**Set exercise:**
Rewrite all of the items below, changing "siding" to "cladding" and leaving everything else as it is. Leave the pictures out of your answer.

↓↓↓

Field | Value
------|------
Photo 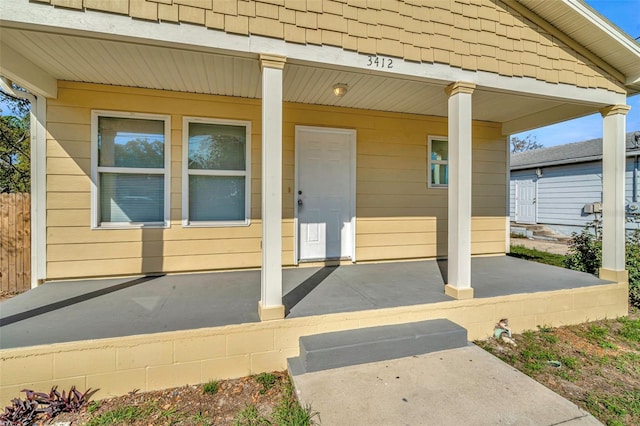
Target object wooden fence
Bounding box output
[0,194,31,293]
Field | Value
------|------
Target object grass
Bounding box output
[255,373,278,395]
[476,308,640,426]
[233,373,320,426]
[509,245,565,268]
[87,405,146,426]
[202,380,220,395]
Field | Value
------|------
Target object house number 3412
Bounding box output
[367,56,393,69]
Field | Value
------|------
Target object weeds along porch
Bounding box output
[0,0,640,406]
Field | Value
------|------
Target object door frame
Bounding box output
[293,125,356,265]
[513,176,538,225]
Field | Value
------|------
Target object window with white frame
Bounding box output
[182,117,251,226]
[91,111,171,228]
[427,136,449,188]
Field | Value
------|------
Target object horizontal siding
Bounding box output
[47,82,506,278]
[510,157,640,229]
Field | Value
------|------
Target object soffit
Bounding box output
[0,28,563,127]
[517,0,640,93]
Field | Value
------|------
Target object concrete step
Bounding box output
[288,319,468,375]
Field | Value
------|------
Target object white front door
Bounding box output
[516,178,538,224]
[295,126,355,261]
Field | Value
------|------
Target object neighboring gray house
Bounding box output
[509,131,640,235]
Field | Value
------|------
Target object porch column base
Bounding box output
[598,268,629,283]
[444,284,473,300]
[258,300,284,321]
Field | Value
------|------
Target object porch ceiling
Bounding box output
[0,27,598,133]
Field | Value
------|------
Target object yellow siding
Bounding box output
[31,0,625,93]
[47,82,507,279]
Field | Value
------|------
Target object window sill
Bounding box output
[91,222,171,231]
[182,219,251,228]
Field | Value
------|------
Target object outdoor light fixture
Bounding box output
[333,83,349,98]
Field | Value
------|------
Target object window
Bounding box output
[182,117,251,226]
[427,136,449,188]
[91,111,171,228]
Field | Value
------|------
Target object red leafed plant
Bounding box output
[0,386,96,426]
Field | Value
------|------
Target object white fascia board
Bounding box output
[563,0,640,57]
[0,40,58,98]
[0,0,625,107]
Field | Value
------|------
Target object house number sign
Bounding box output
[367,56,393,69]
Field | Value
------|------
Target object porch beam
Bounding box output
[258,54,286,321]
[600,105,631,282]
[0,42,58,98]
[445,81,476,299]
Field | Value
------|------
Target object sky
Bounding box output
[513,0,640,147]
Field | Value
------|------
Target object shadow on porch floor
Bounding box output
[0,256,607,349]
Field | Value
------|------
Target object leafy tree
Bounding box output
[511,135,543,152]
[0,92,31,192]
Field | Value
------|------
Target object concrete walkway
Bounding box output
[293,345,601,426]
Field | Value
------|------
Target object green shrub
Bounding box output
[564,224,640,307]
[626,229,640,307]
[564,227,602,274]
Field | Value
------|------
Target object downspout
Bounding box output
[0,77,47,288]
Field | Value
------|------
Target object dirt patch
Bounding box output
[476,308,640,425]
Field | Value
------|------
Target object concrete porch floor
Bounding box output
[0,256,608,349]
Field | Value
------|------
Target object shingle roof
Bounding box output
[511,131,640,170]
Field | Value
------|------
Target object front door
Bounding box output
[516,178,538,224]
[295,126,355,261]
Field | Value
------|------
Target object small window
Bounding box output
[182,117,251,226]
[92,111,171,228]
[427,136,449,188]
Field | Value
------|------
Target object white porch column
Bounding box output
[258,54,286,321]
[600,105,631,282]
[445,81,476,299]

↑↑↑

**Full solution:**
Field | Value
------|------
Photo 
Target object wooden fence
Bounding box output
[0,194,31,293]
Field | Value
------|------
Target object grass
Bounding box output
[255,373,278,395]
[476,308,640,426]
[233,373,320,426]
[509,245,565,268]
[87,405,146,426]
[202,380,220,395]
Field | Value
------|------
Target object house number 3412
Bounding box output
[367,56,393,69]
Field | Value
------|------
Target object weeds along porch
Bounding box output
[0,0,640,406]
Field | Value
------|------
Target object door frame
Bounding box output
[293,125,356,265]
[513,176,538,225]
Field | Value
------|------
Target object window with white frame
Bounding box output
[182,117,251,226]
[91,111,171,228]
[427,136,449,188]
Field | Value
------|------
Target object horizontal cladding
Bounding box output
[47,82,506,278]
[510,157,640,229]
Field | Value
------|------
Target object soffit
Bounding box output
[0,28,563,127]
[517,0,640,93]
Field | Value
------|------
Target object concrete step
Bounding box output
[288,319,468,375]
Field | Value
------|------
Target object white front door
Bounding box output
[516,178,538,224]
[295,126,355,261]
Field | Value
------|------
Target object neighboring gray house
Bounding box output
[509,131,640,235]
Field | Value
------|------
Target object porch column base
Bounding box output
[598,268,629,283]
[444,284,473,300]
[258,300,284,321]
Field | Value
------|------
Target object porch ceiling
Bounding box output
[0,27,598,133]
Field | Value
------|------
Target object yellow cladding
Bounding box output
[31,0,625,93]
[47,82,507,279]
Field | Value
------|------
Target object window sill
Bounding box output
[91,222,171,231]
[182,219,251,228]
Field | Value
------|------
Target object outdoor light fixture
Bounding box output
[333,83,349,98]
Field | Value
------|------
Target object window
Bounding box output
[182,117,251,226]
[427,136,449,188]
[91,111,171,228]
Field | Value
------|------
Target object red leafed plant
Bounding box output
[0,386,96,426]
Field | Value
------|------
Target object white fascia board
Bounding box output
[563,0,640,57]
[0,40,58,98]
[0,0,625,107]
Field | Value
------|------
Target object house number sign
Bounding box output
[367,56,393,69]
Field | Value
------|------
Target object porch beam
Bounding box output
[258,54,286,321]
[600,105,631,282]
[0,42,58,98]
[445,81,476,299]
Field | Value
------|------
Target object sky
Bounding box output
[513,0,640,147]
Field | Value
------|------
Target object shadow on porch floor
Bounding box output
[0,256,607,349]
Field | Value
------|------
Target object leafy tree
Bounding box output
[511,135,543,152]
[0,92,31,192]
Field | Value
------|------
Target object concrete walkway
Bounding box output
[293,345,601,426]
Field | Value
------|------
Target object green shrub
Bounding box output
[564,224,640,307]
[626,229,640,307]
[564,227,602,274]
Field | Value
------|------
Target object downspout
Bounding box output
[0,77,47,288]
Field | Value
------|------
Target object dirt patch
Bounding box output
[476,308,640,425]
Field | Value
------|------
Target object concrete porch floor
Bounding box output
[0,256,608,349]
Field | Value
------|------
Target object shingle roof
Bounding box output
[511,131,640,170]
Field | Value
------|------
Target object front door
Bounding box output
[516,178,538,224]
[295,126,355,261]
Field | Value
------|------
Target object small window
Bounding box output
[182,117,251,226]
[92,111,171,228]
[427,136,449,188]
Field | Value
------|------
Target object white porch column
Bounding box output
[258,54,286,321]
[600,105,631,282]
[445,81,476,299]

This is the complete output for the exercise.